§ Exercise goal:
Reproduce exactly, and only, the lines below from the one containing "Highlight elbow." through the one containing "Highlight eye.".

§ Recorded data:

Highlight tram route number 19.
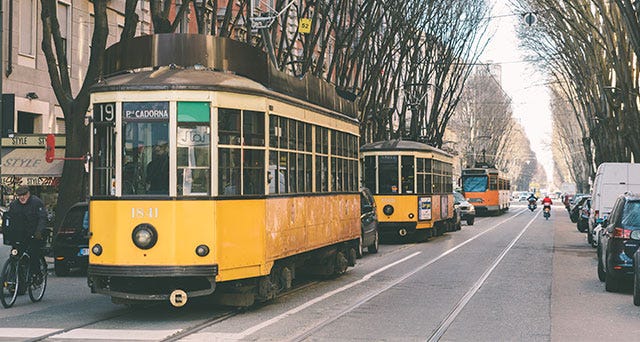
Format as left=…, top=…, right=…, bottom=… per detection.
left=132, top=207, right=159, bottom=219
left=94, top=103, right=116, bottom=123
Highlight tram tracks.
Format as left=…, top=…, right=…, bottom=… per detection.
left=282, top=208, right=531, bottom=342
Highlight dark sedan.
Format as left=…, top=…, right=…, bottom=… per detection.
left=597, top=193, right=640, bottom=292
left=52, top=202, right=89, bottom=276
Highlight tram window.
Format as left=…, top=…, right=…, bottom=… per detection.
left=93, top=124, right=115, bottom=196
left=378, top=155, right=398, bottom=194
left=489, top=175, right=498, bottom=190
left=218, top=108, right=240, bottom=145
left=316, top=156, right=328, bottom=192
left=297, top=122, right=305, bottom=151
left=279, top=117, right=288, bottom=148
left=177, top=125, right=210, bottom=196
left=279, top=152, right=289, bottom=193
left=463, top=176, right=488, bottom=192
left=243, top=150, right=265, bottom=195
left=433, top=175, right=442, bottom=194
left=331, top=157, right=342, bottom=192
left=305, top=155, right=312, bottom=192
left=122, top=121, right=169, bottom=196
left=425, top=174, right=433, bottom=194
left=218, top=148, right=240, bottom=195
left=297, top=153, right=305, bottom=191
left=268, top=151, right=289, bottom=194
left=401, top=156, right=414, bottom=194
left=288, top=120, right=297, bottom=150
left=305, top=124, right=312, bottom=152
left=243, top=111, right=265, bottom=146
left=363, top=156, right=376, bottom=193
left=289, top=152, right=297, bottom=193
left=269, top=116, right=279, bottom=148
left=316, top=127, right=328, bottom=154
left=417, top=174, right=424, bottom=194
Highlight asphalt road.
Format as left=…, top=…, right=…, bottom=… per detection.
left=0, top=203, right=638, bottom=341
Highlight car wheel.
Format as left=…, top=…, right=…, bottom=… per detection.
left=634, top=252, right=640, bottom=306
left=54, top=259, right=70, bottom=277
left=368, top=230, right=379, bottom=254
left=467, top=217, right=475, bottom=225
left=597, top=245, right=606, bottom=282
left=605, top=271, right=620, bottom=292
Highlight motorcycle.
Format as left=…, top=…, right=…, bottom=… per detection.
left=543, top=205, right=551, bottom=219
left=528, top=199, right=537, bottom=212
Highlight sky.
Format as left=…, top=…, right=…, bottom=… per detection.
left=479, top=1, right=554, bottom=188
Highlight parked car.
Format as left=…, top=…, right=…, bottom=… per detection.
left=589, top=163, right=640, bottom=246
left=633, top=238, right=640, bottom=306
left=597, top=193, right=640, bottom=292
left=358, top=188, right=379, bottom=258
left=454, top=191, right=475, bottom=225
left=577, top=198, right=590, bottom=233
left=52, top=202, right=89, bottom=276
left=570, top=195, right=590, bottom=223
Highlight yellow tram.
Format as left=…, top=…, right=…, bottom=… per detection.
left=360, top=140, right=456, bottom=241
left=87, top=35, right=360, bottom=307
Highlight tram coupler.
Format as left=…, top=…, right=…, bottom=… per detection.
left=169, top=289, right=188, bottom=307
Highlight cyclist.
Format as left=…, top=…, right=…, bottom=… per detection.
left=7, top=186, right=48, bottom=283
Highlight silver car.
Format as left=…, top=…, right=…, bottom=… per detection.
left=454, top=191, right=476, bottom=225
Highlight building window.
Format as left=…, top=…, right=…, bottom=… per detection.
left=19, top=0, right=36, bottom=56
left=57, top=1, right=70, bottom=57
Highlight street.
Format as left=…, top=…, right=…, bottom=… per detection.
left=0, top=203, right=638, bottom=341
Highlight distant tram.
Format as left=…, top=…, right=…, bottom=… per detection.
left=461, top=167, right=510, bottom=215
left=87, top=35, right=360, bottom=307
left=361, top=140, right=457, bottom=241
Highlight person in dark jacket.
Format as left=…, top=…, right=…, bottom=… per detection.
left=7, top=185, right=47, bottom=278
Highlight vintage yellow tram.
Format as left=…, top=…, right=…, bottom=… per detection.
left=87, top=35, right=360, bottom=307
left=360, top=140, right=456, bottom=241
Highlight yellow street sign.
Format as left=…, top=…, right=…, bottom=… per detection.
left=299, top=18, right=312, bottom=34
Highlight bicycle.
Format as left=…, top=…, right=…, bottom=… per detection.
left=0, top=241, right=48, bottom=308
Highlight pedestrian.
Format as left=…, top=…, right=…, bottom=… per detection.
left=6, top=185, right=48, bottom=281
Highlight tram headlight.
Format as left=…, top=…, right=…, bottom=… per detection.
left=383, top=204, right=394, bottom=216
left=195, top=245, right=210, bottom=257
left=92, top=244, right=103, bottom=256
left=132, top=224, right=158, bottom=250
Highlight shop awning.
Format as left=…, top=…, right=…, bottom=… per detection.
left=1, top=148, right=65, bottom=186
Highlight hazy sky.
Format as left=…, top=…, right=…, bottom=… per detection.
left=480, top=1, right=554, bottom=187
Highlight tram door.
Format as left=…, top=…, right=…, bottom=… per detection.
left=92, top=103, right=116, bottom=196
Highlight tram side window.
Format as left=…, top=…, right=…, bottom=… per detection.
left=378, top=155, right=398, bottom=194
left=177, top=102, right=211, bottom=196
left=316, top=155, right=328, bottom=192
left=219, top=108, right=240, bottom=145
left=489, top=175, right=498, bottom=190
left=401, top=156, right=414, bottom=194
left=219, top=148, right=240, bottom=195
left=244, top=150, right=265, bottom=195
left=363, top=156, right=376, bottom=193
left=122, top=102, right=169, bottom=196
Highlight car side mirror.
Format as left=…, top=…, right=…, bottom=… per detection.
left=630, top=230, right=640, bottom=240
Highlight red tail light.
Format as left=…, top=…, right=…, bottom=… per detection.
left=613, top=227, right=631, bottom=239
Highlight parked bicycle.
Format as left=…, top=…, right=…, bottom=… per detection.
left=0, top=241, right=48, bottom=308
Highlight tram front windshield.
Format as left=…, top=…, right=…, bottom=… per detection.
left=122, top=121, right=170, bottom=195
left=462, top=176, right=488, bottom=193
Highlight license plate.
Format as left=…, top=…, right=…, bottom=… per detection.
left=78, top=248, right=89, bottom=256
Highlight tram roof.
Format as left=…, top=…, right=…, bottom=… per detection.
left=95, top=34, right=357, bottom=118
left=360, top=140, right=451, bottom=156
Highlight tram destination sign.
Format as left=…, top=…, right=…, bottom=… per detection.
left=123, top=102, right=169, bottom=121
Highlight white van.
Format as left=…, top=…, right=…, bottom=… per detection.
left=589, top=162, right=640, bottom=245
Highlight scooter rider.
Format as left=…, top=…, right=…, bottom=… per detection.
left=527, top=193, right=537, bottom=204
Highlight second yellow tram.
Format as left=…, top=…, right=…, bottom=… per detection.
left=361, top=140, right=456, bottom=241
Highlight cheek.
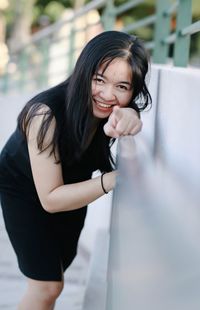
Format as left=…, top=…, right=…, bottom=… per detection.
left=120, top=93, right=133, bottom=107
left=91, top=82, right=100, bottom=96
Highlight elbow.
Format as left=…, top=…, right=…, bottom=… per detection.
left=39, top=190, right=75, bottom=213
left=42, top=204, right=57, bottom=214
left=44, top=206, right=57, bottom=214
left=40, top=197, right=58, bottom=214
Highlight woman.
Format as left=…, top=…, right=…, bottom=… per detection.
left=0, top=31, right=151, bottom=309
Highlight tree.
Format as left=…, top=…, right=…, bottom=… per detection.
left=6, top=0, right=89, bottom=53
left=8, top=0, right=36, bottom=52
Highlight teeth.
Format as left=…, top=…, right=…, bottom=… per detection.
left=98, top=102, right=112, bottom=108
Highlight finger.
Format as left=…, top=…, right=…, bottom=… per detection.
left=115, top=119, right=131, bottom=135
left=108, top=112, right=118, bottom=128
left=115, top=119, right=143, bottom=136
left=112, top=105, right=122, bottom=121
left=103, top=123, right=120, bottom=138
left=129, top=120, right=143, bottom=135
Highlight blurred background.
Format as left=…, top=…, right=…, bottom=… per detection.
left=0, top=0, right=199, bottom=94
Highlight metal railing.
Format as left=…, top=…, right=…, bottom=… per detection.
left=153, top=0, right=200, bottom=66
left=0, top=0, right=199, bottom=94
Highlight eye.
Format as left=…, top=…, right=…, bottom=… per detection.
left=118, top=84, right=128, bottom=91
left=94, top=78, right=104, bottom=84
left=93, top=77, right=104, bottom=84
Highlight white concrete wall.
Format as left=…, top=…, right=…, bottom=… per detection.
left=141, top=64, right=200, bottom=192
left=106, top=65, right=200, bottom=310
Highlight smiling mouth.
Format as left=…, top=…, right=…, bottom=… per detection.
left=94, top=99, right=114, bottom=109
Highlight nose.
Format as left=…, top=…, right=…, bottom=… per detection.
left=100, top=85, right=115, bottom=101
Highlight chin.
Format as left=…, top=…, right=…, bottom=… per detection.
left=92, top=102, right=113, bottom=119
left=92, top=108, right=111, bottom=119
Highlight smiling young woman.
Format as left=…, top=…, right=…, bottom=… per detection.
left=0, top=31, right=151, bottom=309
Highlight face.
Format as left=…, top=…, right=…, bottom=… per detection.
left=91, top=57, right=133, bottom=119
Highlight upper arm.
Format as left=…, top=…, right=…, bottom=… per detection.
left=27, top=105, right=64, bottom=210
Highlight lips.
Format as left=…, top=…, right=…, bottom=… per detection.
left=93, top=99, right=115, bottom=111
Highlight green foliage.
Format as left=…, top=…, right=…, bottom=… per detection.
left=32, top=5, right=41, bottom=25
left=44, top=2, right=65, bottom=22
left=35, top=0, right=71, bottom=9
left=4, top=10, right=14, bottom=37
left=115, top=0, right=156, bottom=5
left=118, top=3, right=155, bottom=40
left=33, top=0, right=70, bottom=25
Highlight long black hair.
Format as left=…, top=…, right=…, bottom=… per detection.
left=18, top=31, right=152, bottom=170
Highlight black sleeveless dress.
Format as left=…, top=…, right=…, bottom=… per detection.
left=0, top=84, right=104, bottom=281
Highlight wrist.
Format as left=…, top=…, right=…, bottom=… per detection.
left=100, top=171, right=116, bottom=194
left=101, top=172, right=108, bottom=194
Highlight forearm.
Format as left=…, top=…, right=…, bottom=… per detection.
left=44, top=171, right=115, bottom=213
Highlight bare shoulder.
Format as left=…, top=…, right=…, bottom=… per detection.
left=26, top=103, right=63, bottom=208
left=26, top=103, right=56, bottom=146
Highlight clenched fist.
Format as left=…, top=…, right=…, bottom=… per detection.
left=103, top=106, right=142, bottom=138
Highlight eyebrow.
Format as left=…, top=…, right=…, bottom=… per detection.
left=96, top=73, right=132, bottom=86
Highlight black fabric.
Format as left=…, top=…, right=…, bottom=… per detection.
left=0, top=193, right=86, bottom=281
left=0, top=92, right=100, bottom=281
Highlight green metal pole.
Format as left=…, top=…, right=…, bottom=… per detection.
left=101, top=0, right=116, bottom=31
left=153, top=0, right=171, bottom=64
left=174, top=0, right=192, bottom=67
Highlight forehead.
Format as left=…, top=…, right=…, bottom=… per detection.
left=98, top=58, right=132, bottom=81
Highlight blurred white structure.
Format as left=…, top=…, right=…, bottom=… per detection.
left=106, top=65, right=200, bottom=310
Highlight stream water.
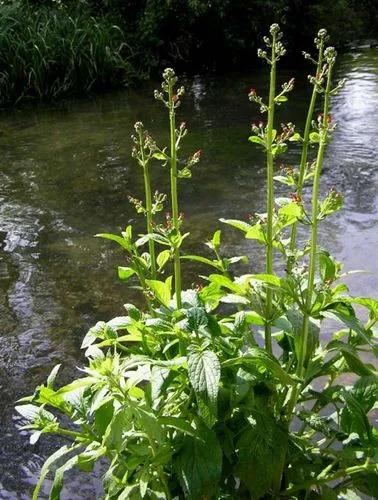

§ Completed task:
Highlight elbow.
Format as left=…, top=…, right=…, bottom=… per detection.
left=39, top=190, right=75, bottom=213
left=42, top=204, right=57, bottom=214
left=44, top=206, right=57, bottom=214
left=40, top=197, right=58, bottom=214
Highlight woman.
Format as left=…, top=…, right=…, bottom=… per detection.
left=0, top=31, right=151, bottom=309
Highlight tree.
Format as left=…, top=…, right=…, bottom=… per detection.
left=6, top=0, right=89, bottom=53
left=8, top=0, right=36, bottom=52
Highlight teeth.
Format as left=…, top=…, right=…, bottom=… per detection.
left=98, top=102, right=112, bottom=108
Highlight finger.
Format as left=…, top=…, right=…, bottom=… per detection.
left=115, top=119, right=131, bottom=135
left=108, top=112, right=118, bottom=128
left=115, top=119, right=143, bottom=136
left=112, top=105, right=122, bottom=121
left=103, top=123, right=120, bottom=138
left=129, top=120, right=143, bottom=135
Highlight blurred background.
Format as left=…, top=…, right=…, bottom=… per detection.
left=0, top=0, right=199, bottom=94
Highlight metal railing.
Format as left=…, top=…, right=…, bottom=… per detection.
left=153, top=0, right=200, bottom=66
left=0, top=0, right=199, bottom=94
Highlight eye.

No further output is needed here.